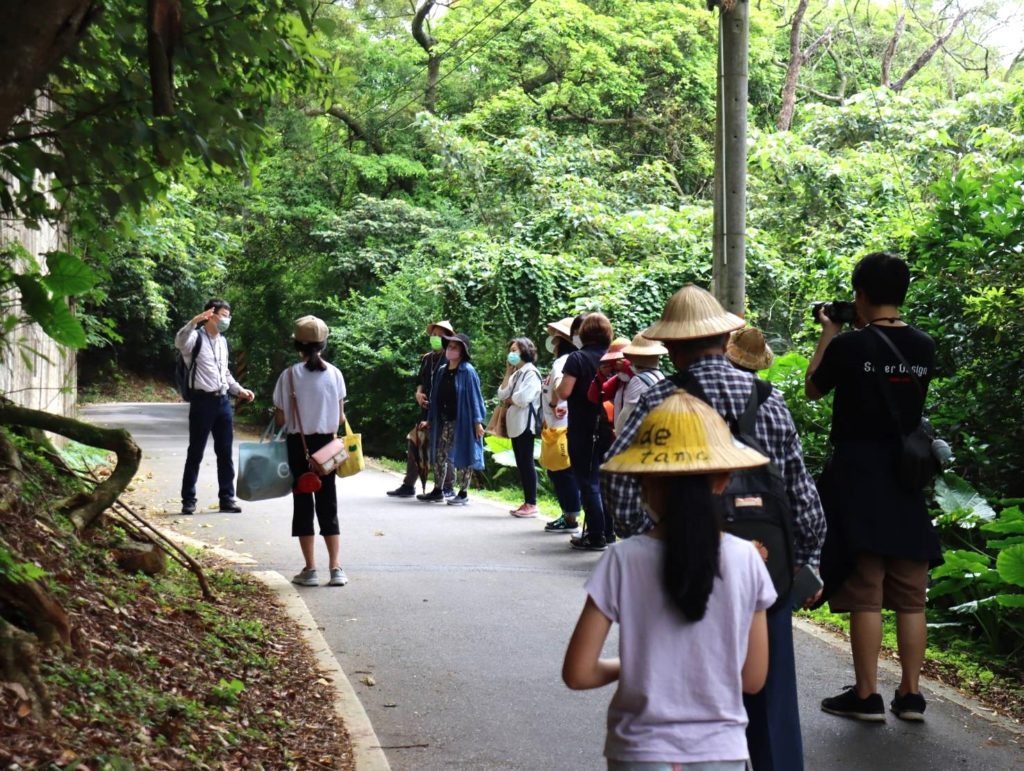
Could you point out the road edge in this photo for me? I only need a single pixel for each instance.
(937, 687)
(367, 752)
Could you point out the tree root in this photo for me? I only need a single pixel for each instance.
(18, 665)
(84, 509)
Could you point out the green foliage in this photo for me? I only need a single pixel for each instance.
(984, 582)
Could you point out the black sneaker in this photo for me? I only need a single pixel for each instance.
(908, 707)
(849, 704)
(562, 525)
(589, 543)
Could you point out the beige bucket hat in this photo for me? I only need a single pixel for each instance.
(691, 313)
(641, 346)
(748, 349)
(615, 349)
(561, 328)
(683, 435)
(445, 325)
(309, 330)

ACTIVITY | Please make an exact copy of the records, leaving out any picture.

ANSWER BOX |
Could you point out the road edge in this photo for me? I only need a single pixel for each instance.
(937, 687)
(367, 752)
Could you point out the tree root in this photo for me? I only need a single pixel for each instance.
(18, 665)
(84, 509)
Could you point out the green foliage in this photo for me? I only need a single pixel for each instance.
(984, 582)
Could you point out the black sneaker in this photo for me? I only need a single pixel for each instance.
(908, 707)
(849, 704)
(562, 525)
(589, 543)
Could you point out the beige bucket hat in this photo for me? I only need a single pixel for each instance.
(691, 313)
(641, 346)
(748, 349)
(615, 349)
(561, 328)
(683, 435)
(445, 325)
(309, 330)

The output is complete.